Data listing
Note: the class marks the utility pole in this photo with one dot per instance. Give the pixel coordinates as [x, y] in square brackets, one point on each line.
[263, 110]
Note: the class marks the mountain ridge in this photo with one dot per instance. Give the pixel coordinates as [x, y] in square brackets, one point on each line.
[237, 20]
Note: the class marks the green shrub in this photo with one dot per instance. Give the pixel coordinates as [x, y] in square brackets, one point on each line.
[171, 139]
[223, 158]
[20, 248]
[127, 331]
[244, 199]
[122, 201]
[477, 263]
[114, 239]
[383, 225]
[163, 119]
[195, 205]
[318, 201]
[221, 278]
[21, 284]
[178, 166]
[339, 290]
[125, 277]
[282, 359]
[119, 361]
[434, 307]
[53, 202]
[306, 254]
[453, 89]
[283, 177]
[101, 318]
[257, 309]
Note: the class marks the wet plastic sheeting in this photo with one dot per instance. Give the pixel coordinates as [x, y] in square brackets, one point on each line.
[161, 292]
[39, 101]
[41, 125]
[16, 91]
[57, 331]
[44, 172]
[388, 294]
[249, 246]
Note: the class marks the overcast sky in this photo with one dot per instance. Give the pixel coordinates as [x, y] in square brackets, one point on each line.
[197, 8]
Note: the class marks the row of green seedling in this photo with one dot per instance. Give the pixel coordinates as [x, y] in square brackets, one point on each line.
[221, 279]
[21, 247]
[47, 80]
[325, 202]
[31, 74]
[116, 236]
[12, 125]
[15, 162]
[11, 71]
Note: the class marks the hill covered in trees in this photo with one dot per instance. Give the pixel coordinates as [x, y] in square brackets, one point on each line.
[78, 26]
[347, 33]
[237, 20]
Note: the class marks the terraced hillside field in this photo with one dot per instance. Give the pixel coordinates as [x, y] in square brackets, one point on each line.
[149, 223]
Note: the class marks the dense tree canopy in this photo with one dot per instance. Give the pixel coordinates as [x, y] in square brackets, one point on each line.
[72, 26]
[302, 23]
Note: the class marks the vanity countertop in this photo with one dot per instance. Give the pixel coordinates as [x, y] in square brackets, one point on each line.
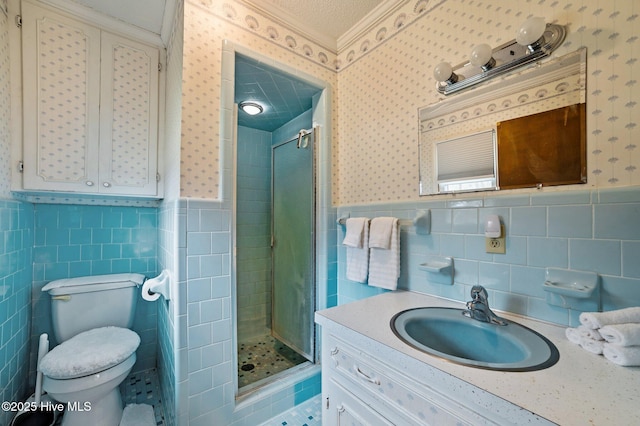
[580, 389]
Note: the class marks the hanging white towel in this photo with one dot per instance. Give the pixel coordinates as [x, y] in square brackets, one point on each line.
[600, 319]
[622, 334]
[355, 232]
[627, 356]
[357, 257]
[380, 233]
[384, 264]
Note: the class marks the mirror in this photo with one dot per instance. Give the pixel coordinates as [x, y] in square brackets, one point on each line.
[537, 117]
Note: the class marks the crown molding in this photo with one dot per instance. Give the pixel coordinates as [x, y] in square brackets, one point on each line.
[288, 20]
[372, 19]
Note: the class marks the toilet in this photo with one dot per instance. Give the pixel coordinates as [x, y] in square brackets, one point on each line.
[92, 317]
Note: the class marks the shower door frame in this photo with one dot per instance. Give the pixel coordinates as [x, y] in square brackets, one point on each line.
[325, 212]
[312, 273]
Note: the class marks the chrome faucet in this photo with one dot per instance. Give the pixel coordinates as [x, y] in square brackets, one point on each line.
[478, 308]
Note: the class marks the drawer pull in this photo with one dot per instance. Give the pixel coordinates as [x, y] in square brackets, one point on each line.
[64, 297]
[364, 376]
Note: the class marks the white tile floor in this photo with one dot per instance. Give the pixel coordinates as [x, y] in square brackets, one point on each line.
[143, 388]
[309, 413]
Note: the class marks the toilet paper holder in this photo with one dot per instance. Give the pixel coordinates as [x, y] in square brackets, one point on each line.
[153, 288]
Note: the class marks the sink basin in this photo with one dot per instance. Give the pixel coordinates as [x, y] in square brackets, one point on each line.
[448, 334]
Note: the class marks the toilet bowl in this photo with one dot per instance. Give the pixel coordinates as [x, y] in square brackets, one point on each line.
[84, 373]
[97, 350]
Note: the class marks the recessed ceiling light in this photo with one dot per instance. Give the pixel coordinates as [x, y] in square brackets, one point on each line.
[251, 108]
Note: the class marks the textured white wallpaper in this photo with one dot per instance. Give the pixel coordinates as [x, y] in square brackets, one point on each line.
[382, 79]
[379, 139]
[207, 24]
[5, 107]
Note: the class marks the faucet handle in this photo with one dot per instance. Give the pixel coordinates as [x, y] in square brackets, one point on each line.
[479, 293]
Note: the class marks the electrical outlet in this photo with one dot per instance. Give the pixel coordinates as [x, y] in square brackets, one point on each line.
[496, 245]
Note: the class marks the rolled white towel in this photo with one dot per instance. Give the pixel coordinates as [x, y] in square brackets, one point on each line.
[600, 319]
[573, 335]
[627, 356]
[593, 346]
[622, 334]
[589, 333]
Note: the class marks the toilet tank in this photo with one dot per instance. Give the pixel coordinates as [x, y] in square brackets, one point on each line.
[80, 304]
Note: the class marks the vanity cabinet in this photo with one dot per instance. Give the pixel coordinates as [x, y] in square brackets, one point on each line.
[359, 389]
[365, 382]
[90, 108]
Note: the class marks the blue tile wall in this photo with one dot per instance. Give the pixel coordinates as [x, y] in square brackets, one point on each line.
[168, 241]
[79, 240]
[16, 236]
[581, 230]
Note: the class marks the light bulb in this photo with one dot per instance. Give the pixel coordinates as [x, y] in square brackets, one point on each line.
[531, 31]
[481, 56]
[251, 108]
[444, 72]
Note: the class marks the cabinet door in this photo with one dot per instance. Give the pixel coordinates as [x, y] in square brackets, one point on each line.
[61, 94]
[128, 117]
[345, 409]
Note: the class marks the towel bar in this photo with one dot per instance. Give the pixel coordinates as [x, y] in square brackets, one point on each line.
[422, 221]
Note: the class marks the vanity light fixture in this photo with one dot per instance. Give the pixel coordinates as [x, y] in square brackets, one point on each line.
[251, 108]
[534, 40]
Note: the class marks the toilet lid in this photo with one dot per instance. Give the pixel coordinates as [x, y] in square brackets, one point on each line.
[90, 352]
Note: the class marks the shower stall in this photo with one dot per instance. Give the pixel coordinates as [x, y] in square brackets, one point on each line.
[275, 239]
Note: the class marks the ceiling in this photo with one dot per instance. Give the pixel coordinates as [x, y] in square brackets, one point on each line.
[325, 20]
[282, 96]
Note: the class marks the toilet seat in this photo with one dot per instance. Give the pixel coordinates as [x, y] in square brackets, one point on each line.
[90, 352]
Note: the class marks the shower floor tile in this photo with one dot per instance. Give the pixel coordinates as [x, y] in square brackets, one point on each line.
[262, 357]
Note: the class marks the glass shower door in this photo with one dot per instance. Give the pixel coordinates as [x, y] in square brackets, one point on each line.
[293, 291]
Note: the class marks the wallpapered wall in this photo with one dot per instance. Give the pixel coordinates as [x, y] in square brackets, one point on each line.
[211, 22]
[5, 106]
[378, 140]
[387, 73]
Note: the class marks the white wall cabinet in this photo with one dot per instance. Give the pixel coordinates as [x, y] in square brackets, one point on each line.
[90, 108]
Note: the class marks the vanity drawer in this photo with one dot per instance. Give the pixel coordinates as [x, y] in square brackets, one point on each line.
[378, 383]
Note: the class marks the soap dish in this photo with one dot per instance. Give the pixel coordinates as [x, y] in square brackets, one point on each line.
[440, 268]
[571, 289]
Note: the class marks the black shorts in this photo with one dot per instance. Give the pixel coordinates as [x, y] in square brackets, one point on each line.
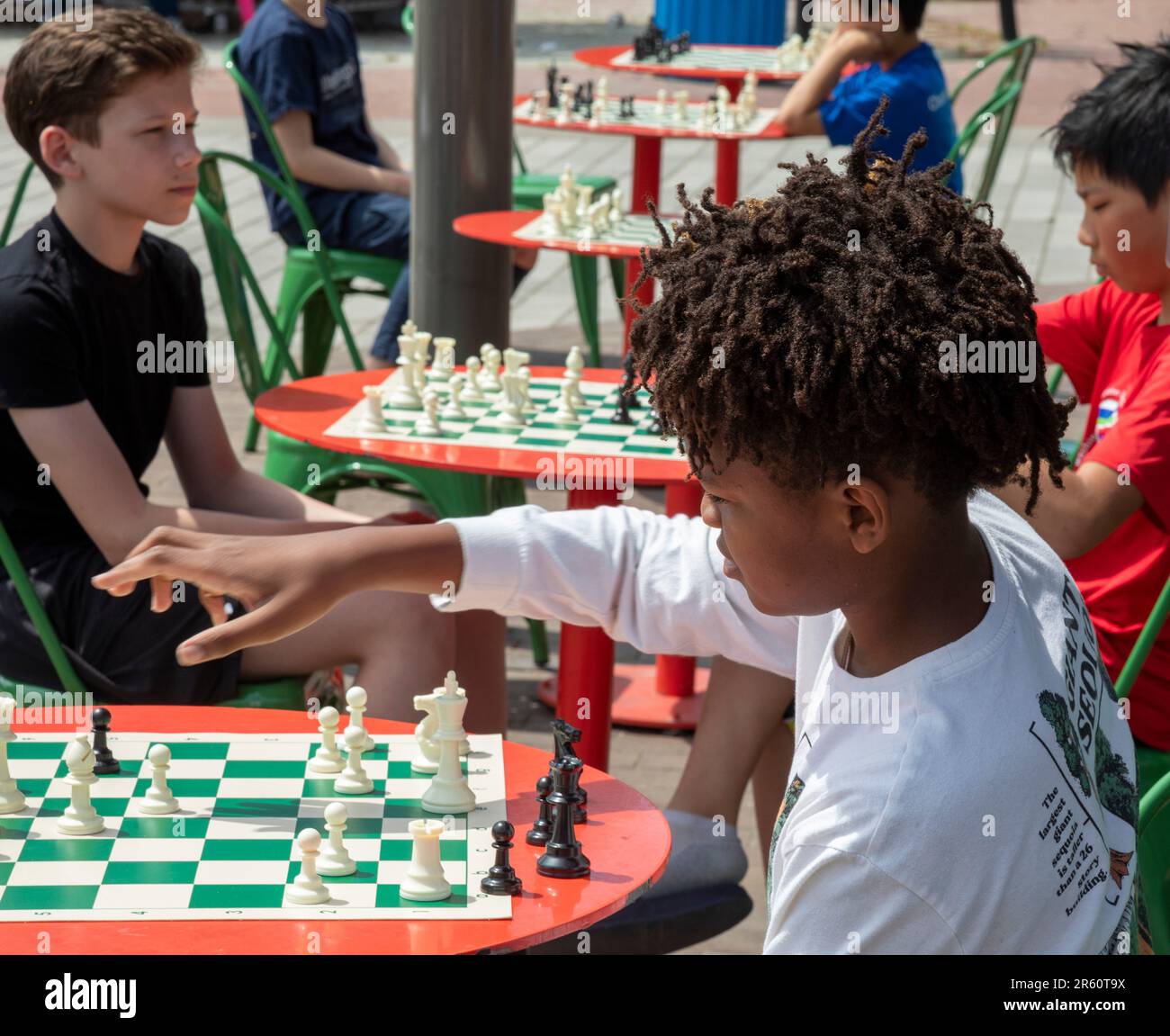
[122, 651]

TASK:
Please rewrite the entries above as a Markdown table with the columns "Row" and "Line," giving each line its row number and leaving out blank lines and any pictures.

RESPONSE TO THE EXERCISE:
| Row | Line |
|---|---|
| 1 | Note: the class marks the utility pole in this photo with one dot per instance. Give the pixel coordinates as [x, y] in square brackets, one point on each line. |
| 2 | [263, 110] |
| 3 | Note: the class marks the mountain ridge in this photo with one dot per instance. Give the pixel coordinates as [x, y] in square brackets, one point on each line. |
| 4 | [237, 20] |
| 5 | Note: the class marks the green shrub in this photo with one dot per instance. Give the pixel coordinates as [x, y] in square brackets, one point on each line. |
| 6 | [171, 139] |
| 7 | [223, 158] |
| 8 | [20, 248] |
| 9 | [127, 331] |
| 10 | [244, 199] |
| 11 | [122, 201] |
| 12 | [477, 263] |
| 13 | [114, 239] |
| 14 | [383, 225] |
| 15 | [163, 119] |
| 16 | [195, 205] |
| 17 | [318, 201] |
| 18 | [221, 278] |
| 19 | [21, 284] |
| 20 | [178, 166] |
| 21 | [339, 290] |
| 22 | [125, 277] |
| 23 | [282, 359] |
| 24 | [119, 361] |
| 25 | [434, 307] |
| 26 | [53, 202] |
| 27 | [306, 254] |
| 28 | [453, 89] |
| 29 | [283, 177] |
| 30 | [101, 318] |
| 31 | [257, 309] |
| 32 | Note: the class marks the wet plastic sheeting in this photo with one dot per instance. Give the pixel coordinates as [x, y] in square brackets, one point on each line. |
| 33 | [161, 292] |
| 34 | [39, 101] |
| 35 | [41, 125] |
| 36 | [16, 91] |
| 37 | [57, 331] |
| 38 | [44, 172] |
| 39 | [388, 294] |
| 40 | [249, 246] |
| 41 | Note: the class marks the overcast sky in this photo with one dot per instance. Give the pixel coordinates as [x, y] in square brackets, one point on each line. |
| 42 | [197, 8] |
| 43 | Note: the class marks the row of green seedling in this photo with one dot per instance. Give the pixel coordinates as [x, y] in square brackets, one point on each line. |
| 44 | [221, 279] |
| 45 | [21, 247] |
| 46 | [47, 80] |
| 47 | [325, 202] |
| 48 | [31, 74] |
| 49 | [116, 236] |
| 50 | [12, 125] |
| 51 | [15, 162] |
| 52 | [11, 71] |
| 53 | Note: the class marks the hill covered in trees in this photo with one dot per instance. Give the pixel coordinates as [x, y] in square brackets, one point on each line. |
| 54 | [78, 26] |
| 55 | [347, 33] |
| 56 | [237, 20] |
| 57 | Note: the class marks the terraced hillside field in this photo with one dot per instance. Give the pixel coordinates as [x, y] in square brackets, one point on each line. |
| 58 | [149, 223] |
| 59 | Note: the class marks the dense tree canopy in this photo with one dot per instance. Give the pixel coordinates as [x, y] in square brackets, one point on each line. |
| 60 | [72, 26] |
| 61 | [302, 23] |
| 62 | Note: the class marks the vanity countertop in this photo with one dot per instance. Give the pixel coordinates as [x, y] in square brackets, one point on each line. |
| 63 | [580, 389] |
| 64 | Note: the class marks the hanging white towel in this photo with one dot per instance. Give the pixel coordinates as [x, y] in square brackets, one point on each line. |
| 65 | [600, 319] |
| 66 | [622, 334] |
| 67 | [355, 232] |
| 68 | [627, 356] |
| 69 | [357, 257] |
| 70 | [380, 233] |
| 71 | [384, 264] |
| 72 | Note: the class marks the mirror in this photo with one dot per instance. Give the pixel coordinates as [x, y] in square brackets, one point on each line. |
| 73 | [537, 117] |
| 74 | Note: the class marks the crown molding in this photo with one dot per instance. Give the pixel coordinates as [x, y] in square brackets, one point on each line. |
| 75 | [288, 20] |
| 76 | [372, 19] |
| 77 | Note: the class marks the toilet in this photo with one dot per instance. Give the pixel coordinates as [x, y] in square brackets, one point on each line. |
| 78 | [92, 317] |
| 79 | Note: the class marks the shower door frame in this photo with one dot per instance. Give the pixel coordinates as [x, y] in square brackets, one point on each line. |
| 80 | [325, 212] |
| 81 | [312, 273] |
| 82 | Note: the class marks the chrome faucet in this photo with one dot per instance. Give the pixel coordinates as [x, y] in square brackets, one point on each line. |
| 83 | [478, 308] |
| 84 | Note: the class marks the drawer pull in this photo with one dot per instance. Give the pixel coordinates as [x, y] in square brackets, one point on each line. |
| 85 | [64, 297] |
| 86 | [364, 376] |
| 87 | Note: the class marks the white tile floor in this photo with one dot per instance. Give the pixel coordinates as [x, y] in square brackets, one point on each line. |
| 88 | [143, 388] |
| 89 | [309, 413] |
| 90 | Note: the class marks the toilet paper holder in this photo with one dot per instance. Give the pixel coordinates as [x, y] in square brackets, one point on each line. |
| 91 | [153, 288] |
| 92 | Note: the class marks the sink basin in this photo with one dot per instance. Give the pixel coordinates as [x, y] in square brackets, one point on each line. |
| 93 | [448, 334] |
| 94 | Note: the class marks the toilet bowl in this photo with one dot per instance. Give the pixel coordinates as [x, y] in square brackets, one point on each line. |
| 95 | [84, 373] |
| 96 | [97, 350] |
| 97 | Note: the class marks the recessed ceiling light in this photo with one dot per instance. Give the pixel coordinates as [x, y] in square brackets, one point on each line. |
| 98 | [251, 108] |
| 99 | Note: the class marks the textured white wallpaper in this photo with one dot per instance. Give the pixel coordinates as [x, y] in square brackets, one point on each line. |
| 100 | [382, 79] |
| 101 | [379, 139] |
| 102 | [207, 24] |
| 103 | [5, 107] |
| 104 | Note: the class marks the faucet handle in this photo with one dot per instance. Give the pixel coordinates as [x, y] in square brackets, one point on each line. |
| 105 | [479, 293] |
| 106 | Note: the class marks the electrical outlet in this photo with one dot per instance. Give the pixel coordinates as [x, y] in square brackets, one point on each line. |
| 107 | [496, 245] |
| 108 | Note: the class marks the rolled white towel in this photo with one dot per instance. Give the pixel coordinates as [x, y] in square brackets, one point on each line. |
| 109 | [600, 319] |
| 110 | [573, 335] |
| 111 | [627, 356] |
| 112 | [593, 346] |
| 113 | [622, 334] |
| 114 | [589, 333] |
| 115 | Note: the class marks the toilet tank in this photo with one dot per instance. Give the pixel coordinates as [x, y] in square brackets, one point on each line. |
| 116 | [80, 304] |
| 117 | Note: the class marks the vanity cabinet in this photo with one dot per instance. Give the pixel coordinates as [x, y] in square brackets, one point on each line. |
| 118 | [359, 389] |
| 119 | [365, 382] |
| 120 | [90, 108] |
| 121 | Note: the class marks the blue tile wall in this photo with one dot per instance. Give the pixel coordinates as [x, y] in square brackets, one point on each line. |
| 122 | [168, 241] |
| 123 | [79, 240] |
| 124 | [16, 236] |
| 125 | [581, 230] |
| 126 | Note: the class marks the light bulb in this photo with one dot per instance. Give the pixel coordinates as [x, y] in square brackets, one point on each line. |
| 127 | [531, 31] |
| 128 | [481, 56] |
| 129 | [251, 108] |
| 130 | [444, 72] |
| 131 | Note: the class marks the cabinet door in this photo with one dot per instance. Give the pixel coordinates as [x, y] in square brackets, one point on each line. |
| 132 | [61, 94] |
| 133 | [128, 117] |
| 134 | [345, 409] |
| 135 | Note: the class marks the towel bar in this photo with one dot per instance. Give the pixel coordinates as [x, y] in square brackets, one point on each line. |
| 136 | [422, 221] |
| 137 | Note: the class marks the vanity light fixture in this photo with one dot per instance. Give the pixel coordinates as [x, y] in square brackets, one point on each line. |
| 138 | [251, 108] |
| 139 | [534, 40] |
| 140 | Note: the class marks the toilet lid in this photo with one dot per instance. Give the pixel coordinates as [x, y] in square brackets, one point on each line. |
| 141 | [90, 352] |
| 142 | Note: the class marks the shower stall in this photo with one dot per instance. Give the pixel coordinates as [x, y] in square brackets, one point on each line. |
| 143 | [275, 239] |
| 144 | Note: the class marks the ceiling in this photo with one dot per instance. Give the pixel coordinates as [x, y] in square brackets, one point on each line. |
| 145 | [325, 20] |
| 146 | [282, 96] |
| 147 | Note: the class marks the toilet seat in this photo with one dot per instance. Give the pixel coordinates as [x, y] in square brackets, one point on each line. |
| 148 | [90, 352] |
| 149 | Note: the class marks the shower floor tile in this photo with one dot per instance. Give the pixel coordinates as [x, y] in square brackets, one point on each line. |
| 150 | [262, 357] |
| 151 | Note: the class marks the glass shower door in this photo with one dot per instance. Give the pixel coordinates as [x, y] in square brackets, one point on each line. |
| 152 | [293, 291] |
| 153 | Note: the class marks the wallpapered wall in this photo with one dot per instance. Give the pixel coordinates as [x, y] in square brackets, one point on each line. |
| 154 | [211, 22] |
| 155 | [5, 106] |
| 156 | [378, 140] |
| 157 | [387, 73] |
| 158 | Note: the class marks the white wall cabinet in this photo with one dot per instance. Give the pixel coordinates as [x, y] in square brackets, one point on each line. |
| 159 | [90, 108] |
| 160 | Note: the class marks the vanity drawer in this photo with one dot per instance. Give the pixel coordinates as [x, y] in square brackets, one point on each line. |
| 161 | [378, 383] |
| 162 | Note: the class marks the soap dish in this photo with one dot per instance. Give the pixel coordinates as [x, y] in square brackets, one point on each line. |
| 163 | [440, 268] |
| 164 | [571, 289] |
| 165 | Note: the class marks the black shorts in this photo with one dot per instance. Give the pixel coordinates as [x, y] in square brackets, one point on each line. |
| 166 | [122, 651] |